Bounding-box records:
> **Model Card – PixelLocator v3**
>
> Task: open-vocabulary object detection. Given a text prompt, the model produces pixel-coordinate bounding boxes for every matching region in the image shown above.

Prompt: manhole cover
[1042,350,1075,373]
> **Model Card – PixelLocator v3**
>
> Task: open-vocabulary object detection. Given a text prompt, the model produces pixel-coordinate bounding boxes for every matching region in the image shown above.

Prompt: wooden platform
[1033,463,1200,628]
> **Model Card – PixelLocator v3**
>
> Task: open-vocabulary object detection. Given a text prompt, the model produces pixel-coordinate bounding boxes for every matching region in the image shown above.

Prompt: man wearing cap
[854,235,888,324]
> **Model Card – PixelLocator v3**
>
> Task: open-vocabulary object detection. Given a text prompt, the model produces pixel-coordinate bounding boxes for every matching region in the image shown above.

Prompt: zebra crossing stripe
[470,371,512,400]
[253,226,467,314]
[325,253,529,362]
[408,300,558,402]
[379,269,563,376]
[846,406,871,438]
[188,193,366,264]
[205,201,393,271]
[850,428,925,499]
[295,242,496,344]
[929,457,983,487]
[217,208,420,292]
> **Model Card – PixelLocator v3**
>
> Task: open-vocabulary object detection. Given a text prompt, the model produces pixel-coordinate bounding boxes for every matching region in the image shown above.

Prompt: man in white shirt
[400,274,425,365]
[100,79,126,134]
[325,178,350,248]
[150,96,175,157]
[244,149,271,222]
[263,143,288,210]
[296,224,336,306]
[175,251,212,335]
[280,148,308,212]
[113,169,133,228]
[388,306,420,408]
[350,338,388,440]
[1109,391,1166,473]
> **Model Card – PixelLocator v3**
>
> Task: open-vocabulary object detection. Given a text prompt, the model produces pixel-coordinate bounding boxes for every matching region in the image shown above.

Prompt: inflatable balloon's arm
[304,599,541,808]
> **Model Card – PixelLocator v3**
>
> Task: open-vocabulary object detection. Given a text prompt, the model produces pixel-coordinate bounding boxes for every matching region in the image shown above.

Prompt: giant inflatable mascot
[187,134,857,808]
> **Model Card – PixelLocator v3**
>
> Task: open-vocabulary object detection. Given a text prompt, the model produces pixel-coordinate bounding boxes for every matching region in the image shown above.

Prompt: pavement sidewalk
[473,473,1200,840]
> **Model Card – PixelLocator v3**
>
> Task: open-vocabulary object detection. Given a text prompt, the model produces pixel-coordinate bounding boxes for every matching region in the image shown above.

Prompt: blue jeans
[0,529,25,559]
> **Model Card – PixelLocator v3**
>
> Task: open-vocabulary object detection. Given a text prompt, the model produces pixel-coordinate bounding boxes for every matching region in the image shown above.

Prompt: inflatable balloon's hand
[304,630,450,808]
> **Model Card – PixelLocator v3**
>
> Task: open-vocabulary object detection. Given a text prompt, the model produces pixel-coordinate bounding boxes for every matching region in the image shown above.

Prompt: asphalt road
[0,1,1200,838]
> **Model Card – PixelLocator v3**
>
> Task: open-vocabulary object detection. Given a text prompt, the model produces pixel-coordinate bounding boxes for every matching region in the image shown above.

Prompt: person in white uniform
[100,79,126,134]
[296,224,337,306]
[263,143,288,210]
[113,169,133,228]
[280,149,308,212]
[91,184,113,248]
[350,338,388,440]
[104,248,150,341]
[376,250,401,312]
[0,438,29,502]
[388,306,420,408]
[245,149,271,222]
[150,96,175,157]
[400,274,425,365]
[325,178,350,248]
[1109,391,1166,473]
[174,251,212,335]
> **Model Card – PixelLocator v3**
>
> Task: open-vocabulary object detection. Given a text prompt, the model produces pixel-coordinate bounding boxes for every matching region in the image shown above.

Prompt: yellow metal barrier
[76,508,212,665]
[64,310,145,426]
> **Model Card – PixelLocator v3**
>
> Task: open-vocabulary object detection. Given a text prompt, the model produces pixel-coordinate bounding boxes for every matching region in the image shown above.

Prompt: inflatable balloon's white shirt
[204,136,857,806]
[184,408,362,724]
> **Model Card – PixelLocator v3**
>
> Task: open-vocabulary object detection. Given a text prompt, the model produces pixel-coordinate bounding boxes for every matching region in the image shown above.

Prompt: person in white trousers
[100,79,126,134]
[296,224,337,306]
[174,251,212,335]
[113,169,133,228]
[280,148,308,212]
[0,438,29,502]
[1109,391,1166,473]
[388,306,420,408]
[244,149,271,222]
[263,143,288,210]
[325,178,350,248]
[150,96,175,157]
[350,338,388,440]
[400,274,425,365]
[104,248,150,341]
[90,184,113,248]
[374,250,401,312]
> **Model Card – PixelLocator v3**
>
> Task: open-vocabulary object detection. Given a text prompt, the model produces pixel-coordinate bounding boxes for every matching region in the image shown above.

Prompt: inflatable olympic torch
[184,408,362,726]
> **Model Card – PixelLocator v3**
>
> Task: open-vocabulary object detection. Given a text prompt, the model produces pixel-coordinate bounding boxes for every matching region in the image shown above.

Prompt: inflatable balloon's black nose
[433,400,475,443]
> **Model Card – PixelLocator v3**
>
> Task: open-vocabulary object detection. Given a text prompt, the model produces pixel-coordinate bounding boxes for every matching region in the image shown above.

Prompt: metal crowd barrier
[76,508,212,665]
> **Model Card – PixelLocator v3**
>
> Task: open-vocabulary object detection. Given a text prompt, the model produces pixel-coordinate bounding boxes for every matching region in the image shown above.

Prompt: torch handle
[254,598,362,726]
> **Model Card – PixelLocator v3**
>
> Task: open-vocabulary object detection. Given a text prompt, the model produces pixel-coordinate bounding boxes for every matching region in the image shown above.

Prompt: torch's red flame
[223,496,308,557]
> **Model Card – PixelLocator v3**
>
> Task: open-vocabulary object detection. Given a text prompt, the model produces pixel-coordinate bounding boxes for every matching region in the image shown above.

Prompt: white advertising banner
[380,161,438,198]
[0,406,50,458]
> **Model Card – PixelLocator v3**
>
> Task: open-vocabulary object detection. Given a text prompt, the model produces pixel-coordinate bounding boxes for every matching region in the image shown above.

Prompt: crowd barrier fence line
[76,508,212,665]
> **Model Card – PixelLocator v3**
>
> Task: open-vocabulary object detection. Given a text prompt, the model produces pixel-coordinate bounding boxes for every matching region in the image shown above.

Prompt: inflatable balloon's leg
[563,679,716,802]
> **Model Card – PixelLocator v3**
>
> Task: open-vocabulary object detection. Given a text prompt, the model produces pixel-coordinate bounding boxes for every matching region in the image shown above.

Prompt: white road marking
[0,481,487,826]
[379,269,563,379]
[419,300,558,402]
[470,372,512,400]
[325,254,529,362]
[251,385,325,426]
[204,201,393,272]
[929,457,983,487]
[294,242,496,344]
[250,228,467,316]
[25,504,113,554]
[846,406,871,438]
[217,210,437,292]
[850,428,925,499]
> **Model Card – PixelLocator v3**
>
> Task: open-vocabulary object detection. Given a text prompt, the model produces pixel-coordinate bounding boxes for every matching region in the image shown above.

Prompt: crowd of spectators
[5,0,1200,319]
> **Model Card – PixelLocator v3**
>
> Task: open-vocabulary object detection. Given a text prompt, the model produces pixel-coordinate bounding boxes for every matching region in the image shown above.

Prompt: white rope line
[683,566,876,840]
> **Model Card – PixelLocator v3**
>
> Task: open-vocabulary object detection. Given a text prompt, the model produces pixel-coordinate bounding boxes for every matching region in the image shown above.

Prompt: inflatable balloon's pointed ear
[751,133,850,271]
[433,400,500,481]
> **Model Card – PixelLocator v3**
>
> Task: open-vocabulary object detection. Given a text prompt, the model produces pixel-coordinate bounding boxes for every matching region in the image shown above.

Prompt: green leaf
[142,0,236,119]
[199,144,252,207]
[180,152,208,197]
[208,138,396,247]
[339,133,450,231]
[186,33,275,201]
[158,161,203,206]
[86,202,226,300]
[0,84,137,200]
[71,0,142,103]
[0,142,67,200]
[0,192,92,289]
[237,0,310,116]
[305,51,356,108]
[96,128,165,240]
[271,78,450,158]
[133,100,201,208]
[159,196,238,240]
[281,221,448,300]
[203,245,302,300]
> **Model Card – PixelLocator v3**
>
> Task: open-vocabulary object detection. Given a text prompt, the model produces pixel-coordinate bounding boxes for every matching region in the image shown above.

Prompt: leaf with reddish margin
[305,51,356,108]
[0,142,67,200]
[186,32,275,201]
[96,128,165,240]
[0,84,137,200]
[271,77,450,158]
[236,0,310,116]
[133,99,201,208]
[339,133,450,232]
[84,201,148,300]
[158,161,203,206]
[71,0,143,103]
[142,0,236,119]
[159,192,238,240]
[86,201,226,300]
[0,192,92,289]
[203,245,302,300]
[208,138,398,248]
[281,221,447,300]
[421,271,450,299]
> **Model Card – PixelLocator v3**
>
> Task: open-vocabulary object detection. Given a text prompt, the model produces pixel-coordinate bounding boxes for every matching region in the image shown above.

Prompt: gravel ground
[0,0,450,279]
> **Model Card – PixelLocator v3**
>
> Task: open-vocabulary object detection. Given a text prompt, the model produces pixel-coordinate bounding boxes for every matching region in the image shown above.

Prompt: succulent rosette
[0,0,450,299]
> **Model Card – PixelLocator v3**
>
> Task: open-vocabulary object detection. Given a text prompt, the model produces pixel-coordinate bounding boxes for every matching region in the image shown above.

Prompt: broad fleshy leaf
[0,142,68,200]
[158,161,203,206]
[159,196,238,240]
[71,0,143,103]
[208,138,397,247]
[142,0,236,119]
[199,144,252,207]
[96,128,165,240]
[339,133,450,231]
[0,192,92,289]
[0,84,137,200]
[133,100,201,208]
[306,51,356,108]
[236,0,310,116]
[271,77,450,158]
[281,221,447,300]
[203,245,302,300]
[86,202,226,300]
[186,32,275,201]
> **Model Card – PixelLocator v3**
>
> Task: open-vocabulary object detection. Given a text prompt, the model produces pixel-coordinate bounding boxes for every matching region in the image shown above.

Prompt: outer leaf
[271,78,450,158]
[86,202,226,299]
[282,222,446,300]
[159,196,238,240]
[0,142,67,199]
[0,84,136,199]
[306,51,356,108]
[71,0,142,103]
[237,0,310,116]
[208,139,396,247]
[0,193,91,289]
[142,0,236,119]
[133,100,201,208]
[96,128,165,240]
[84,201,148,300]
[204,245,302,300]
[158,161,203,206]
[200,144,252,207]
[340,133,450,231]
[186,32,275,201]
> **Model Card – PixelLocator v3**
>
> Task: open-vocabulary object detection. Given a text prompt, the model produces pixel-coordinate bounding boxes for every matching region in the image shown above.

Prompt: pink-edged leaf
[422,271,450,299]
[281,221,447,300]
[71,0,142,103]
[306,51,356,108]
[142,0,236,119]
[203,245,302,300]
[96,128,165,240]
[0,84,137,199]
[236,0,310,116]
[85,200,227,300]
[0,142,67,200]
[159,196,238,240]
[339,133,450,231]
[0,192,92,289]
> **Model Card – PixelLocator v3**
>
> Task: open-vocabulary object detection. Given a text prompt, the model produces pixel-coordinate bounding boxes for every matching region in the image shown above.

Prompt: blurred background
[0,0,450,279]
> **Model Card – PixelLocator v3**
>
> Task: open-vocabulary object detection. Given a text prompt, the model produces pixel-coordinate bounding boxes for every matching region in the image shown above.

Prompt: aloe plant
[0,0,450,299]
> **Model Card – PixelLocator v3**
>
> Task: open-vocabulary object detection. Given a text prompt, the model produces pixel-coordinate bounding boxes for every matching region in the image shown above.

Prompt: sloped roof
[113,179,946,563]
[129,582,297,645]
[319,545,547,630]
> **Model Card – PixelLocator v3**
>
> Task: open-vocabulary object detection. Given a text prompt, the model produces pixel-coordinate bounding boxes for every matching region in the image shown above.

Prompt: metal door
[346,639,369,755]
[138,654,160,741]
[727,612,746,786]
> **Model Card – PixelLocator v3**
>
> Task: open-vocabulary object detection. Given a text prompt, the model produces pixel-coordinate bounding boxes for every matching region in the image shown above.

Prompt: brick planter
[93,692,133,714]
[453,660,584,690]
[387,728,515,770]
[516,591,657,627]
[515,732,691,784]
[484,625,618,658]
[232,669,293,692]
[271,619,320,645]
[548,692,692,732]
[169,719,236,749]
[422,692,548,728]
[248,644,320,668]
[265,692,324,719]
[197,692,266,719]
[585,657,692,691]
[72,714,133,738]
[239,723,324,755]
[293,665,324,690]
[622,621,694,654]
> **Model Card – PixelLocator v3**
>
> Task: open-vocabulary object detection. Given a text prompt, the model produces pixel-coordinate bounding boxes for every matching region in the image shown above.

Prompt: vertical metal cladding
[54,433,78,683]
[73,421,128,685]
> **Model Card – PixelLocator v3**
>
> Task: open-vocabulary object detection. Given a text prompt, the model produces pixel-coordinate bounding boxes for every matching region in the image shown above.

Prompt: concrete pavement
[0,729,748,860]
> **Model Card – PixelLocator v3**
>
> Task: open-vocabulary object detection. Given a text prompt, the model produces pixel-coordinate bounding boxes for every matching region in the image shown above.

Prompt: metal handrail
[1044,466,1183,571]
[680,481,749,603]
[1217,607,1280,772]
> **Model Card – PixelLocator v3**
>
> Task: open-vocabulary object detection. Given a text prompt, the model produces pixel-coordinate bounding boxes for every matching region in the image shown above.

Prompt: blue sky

Task directions: Which lines in the rows above contain the word "person"? Extract each one, treating uppercase and lowercase as different.

Response:
Prompt: person in white uniform
Prompt: person in white trousers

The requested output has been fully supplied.